GIVEN INSTRUCTION. Please rewrite the records from the start up to and including the line with "M 130 144 L", adding 87 to every coordinate in the answers. Leave the pictures out.
[begin SOURCE MATERIAL]
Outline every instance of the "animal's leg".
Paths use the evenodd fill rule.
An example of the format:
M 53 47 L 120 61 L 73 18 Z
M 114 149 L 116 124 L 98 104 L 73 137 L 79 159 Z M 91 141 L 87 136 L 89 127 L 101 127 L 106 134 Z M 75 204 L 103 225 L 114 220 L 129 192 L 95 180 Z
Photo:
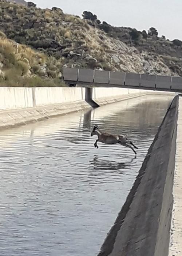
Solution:
M 133 148 L 131 147 L 131 146 L 130 146 L 130 145 L 127 145 L 126 144 L 124 144 L 124 143 L 123 144 L 121 143 L 119 143 L 119 144 L 120 144 L 120 145 L 121 145 L 122 146 L 124 146 L 124 147 L 126 147 L 130 148 L 131 148 L 131 149 L 133 151 L 133 152 L 136 155 L 136 152 L 135 150 L 134 149 L 134 148 Z
M 97 147 L 98 148 L 99 148 L 99 147 L 97 146 L 97 143 L 99 141 L 99 140 L 96 140 L 95 141 L 95 142 L 94 143 L 94 147 Z
M 130 144 L 131 145 L 132 145 L 132 146 L 133 146 L 133 147 L 134 147 L 135 148 L 136 148 L 136 149 L 138 149 L 138 148 L 137 147 L 136 147 L 136 146 L 135 146 L 134 145 L 134 144 L 133 144 L 133 143 L 131 141 L 130 142 Z

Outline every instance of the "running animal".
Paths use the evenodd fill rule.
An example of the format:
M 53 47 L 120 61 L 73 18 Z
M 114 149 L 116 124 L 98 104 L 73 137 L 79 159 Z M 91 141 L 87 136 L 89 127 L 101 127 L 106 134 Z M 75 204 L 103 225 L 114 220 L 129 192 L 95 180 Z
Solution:
M 94 135 L 96 135 L 98 136 L 98 139 L 96 140 L 94 143 L 95 148 L 99 148 L 97 144 L 98 142 L 106 144 L 116 144 L 119 143 L 122 146 L 130 148 L 132 150 L 135 155 L 136 154 L 136 152 L 132 146 L 133 146 L 135 148 L 138 149 L 138 148 L 135 146 L 131 141 L 128 140 L 124 135 L 111 134 L 107 133 L 107 132 L 103 132 L 101 131 L 98 125 L 94 125 L 90 135 L 92 136 Z

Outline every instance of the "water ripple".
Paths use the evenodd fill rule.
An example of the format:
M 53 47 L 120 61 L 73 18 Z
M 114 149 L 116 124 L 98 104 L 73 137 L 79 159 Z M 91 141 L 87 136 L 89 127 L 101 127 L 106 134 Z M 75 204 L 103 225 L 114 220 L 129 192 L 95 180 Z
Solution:
M 150 95 L 0 133 L 0 255 L 96 255 L 171 101 Z M 96 124 L 139 148 L 104 145 Z

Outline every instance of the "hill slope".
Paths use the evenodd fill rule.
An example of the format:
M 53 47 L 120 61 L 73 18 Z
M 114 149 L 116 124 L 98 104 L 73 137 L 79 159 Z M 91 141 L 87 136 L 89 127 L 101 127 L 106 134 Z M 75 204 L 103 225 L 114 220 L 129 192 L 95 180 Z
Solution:
M 67 66 L 182 75 L 181 46 L 164 38 L 142 32 L 136 39 L 130 28 L 96 24 L 56 7 L 3 0 L 0 7 L 0 28 L 7 37 L 54 56 L 61 71 Z
M 8 2 L 14 2 L 17 4 L 23 4 L 24 5 L 27 5 L 27 3 L 24 0 L 6 0 Z
M 60 69 L 54 58 L 8 39 L 0 31 L 0 85 L 60 85 Z

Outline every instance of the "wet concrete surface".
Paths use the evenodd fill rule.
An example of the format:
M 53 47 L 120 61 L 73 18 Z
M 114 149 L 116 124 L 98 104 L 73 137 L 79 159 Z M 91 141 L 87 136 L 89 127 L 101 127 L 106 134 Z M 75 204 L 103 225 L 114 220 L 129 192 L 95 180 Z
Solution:
M 96 255 L 169 106 L 143 96 L 0 133 L 0 255 Z M 139 148 L 94 143 L 95 124 Z

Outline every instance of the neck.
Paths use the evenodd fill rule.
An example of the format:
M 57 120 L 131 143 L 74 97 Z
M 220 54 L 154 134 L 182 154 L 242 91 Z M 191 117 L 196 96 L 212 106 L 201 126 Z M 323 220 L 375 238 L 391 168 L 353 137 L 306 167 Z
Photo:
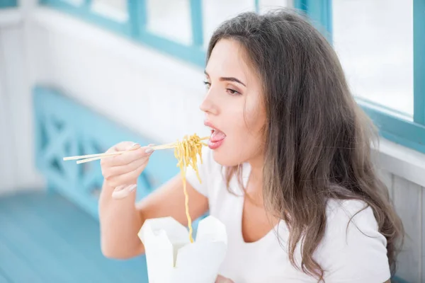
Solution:
M 261 195 L 263 189 L 263 167 L 264 165 L 262 156 L 249 161 L 251 173 L 249 175 L 249 184 L 247 192 L 254 195 Z

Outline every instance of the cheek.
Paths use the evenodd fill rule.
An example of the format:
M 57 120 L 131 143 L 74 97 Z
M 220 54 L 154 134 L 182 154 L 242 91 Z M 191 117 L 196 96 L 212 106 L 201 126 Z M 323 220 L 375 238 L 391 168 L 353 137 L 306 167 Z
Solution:
M 223 166 L 236 166 L 246 162 L 261 154 L 263 149 L 262 128 L 265 115 L 258 106 L 251 106 L 248 103 L 244 106 L 233 108 L 232 117 L 227 119 L 225 143 L 221 149 L 215 151 L 216 161 Z

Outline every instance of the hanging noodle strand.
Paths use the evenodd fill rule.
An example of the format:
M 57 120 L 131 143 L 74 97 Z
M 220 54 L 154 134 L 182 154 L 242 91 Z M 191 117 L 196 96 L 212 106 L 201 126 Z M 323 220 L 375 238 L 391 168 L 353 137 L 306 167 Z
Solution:
M 202 142 L 200 139 L 196 134 L 188 137 L 185 136 L 184 139 L 181 141 L 177 141 L 176 143 L 176 147 L 174 149 L 174 156 L 178 160 L 177 167 L 180 168 L 180 172 L 181 178 L 183 179 L 183 190 L 185 195 L 185 209 L 186 214 L 188 218 L 188 225 L 189 228 L 189 239 L 191 243 L 193 243 L 193 238 L 192 237 L 193 229 L 192 229 L 192 219 L 189 214 L 189 196 L 186 190 L 186 169 L 188 166 L 196 172 L 196 176 L 201 183 L 200 177 L 199 176 L 199 172 L 198 171 L 198 156 L 200 163 L 202 163 L 202 146 L 206 145 L 206 144 Z

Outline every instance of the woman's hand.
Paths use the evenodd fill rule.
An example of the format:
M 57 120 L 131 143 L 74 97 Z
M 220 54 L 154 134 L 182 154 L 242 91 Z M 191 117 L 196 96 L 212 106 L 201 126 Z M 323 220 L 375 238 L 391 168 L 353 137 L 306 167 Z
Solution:
M 106 152 L 121 151 L 127 152 L 101 160 L 105 183 L 115 188 L 113 197 L 115 199 L 125 197 L 136 189 L 137 178 L 144 170 L 153 152 L 153 149 L 149 146 L 140 147 L 139 144 L 130 142 L 120 142 Z
M 223 277 L 221 275 L 218 275 L 217 279 L 215 279 L 215 283 L 234 283 L 233 281 L 230 280 L 229 278 Z

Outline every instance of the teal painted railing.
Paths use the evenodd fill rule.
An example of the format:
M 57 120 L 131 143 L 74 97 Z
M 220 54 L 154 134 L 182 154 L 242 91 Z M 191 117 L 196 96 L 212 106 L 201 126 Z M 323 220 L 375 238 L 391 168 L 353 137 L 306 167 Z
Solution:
[end SOURCE MATERIAL]
WRITTEN REPLY.
Outline every instance of the "animal's leg".
Paths use the evenodd fill rule.
An example of the format:
M 53 47 L 120 61 L 73 18 Z
M 114 149 L 116 124 L 98 104 L 73 137 L 79 159 Z M 91 141 L 87 136 L 89 127 L 101 127 L 106 134 Z M 75 204 L 103 225 L 114 220 L 129 192 L 95 180 Z
Photo:
Solution:
M 220 235 L 218 234 L 218 233 L 217 233 L 217 232 L 214 232 L 213 231 L 211 231 L 211 230 L 210 231 L 208 230 L 206 230 L 206 231 L 207 231 L 207 232 L 208 232 L 209 233 L 211 233 L 211 234 L 213 234 L 217 235 L 218 235 L 218 236 L 220 238 L 220 239 L 223 242 L 223 239 L 222 237 L 221 236 L 221 235 Z
M 184 234 L 185 235 L 186 235 L 186 234 L 184 233 L 184 230 L 186 228 L 186 227 L 183 227 L 182 228 L 182 229 L 181 230 L 181 234 Z
M 217 231 L 218 232 L 219 232 L 219 233 L 220 233 L 220 234 L 221 234 L 222 235 L 223 235 L 223 236 L 225 236 L 225 235 L 224 234 L 223 234 L 223 233 L 222 233 L 221 232 L 221 231 L 220 231 L 220 230 L 218 228 L 217 229 Z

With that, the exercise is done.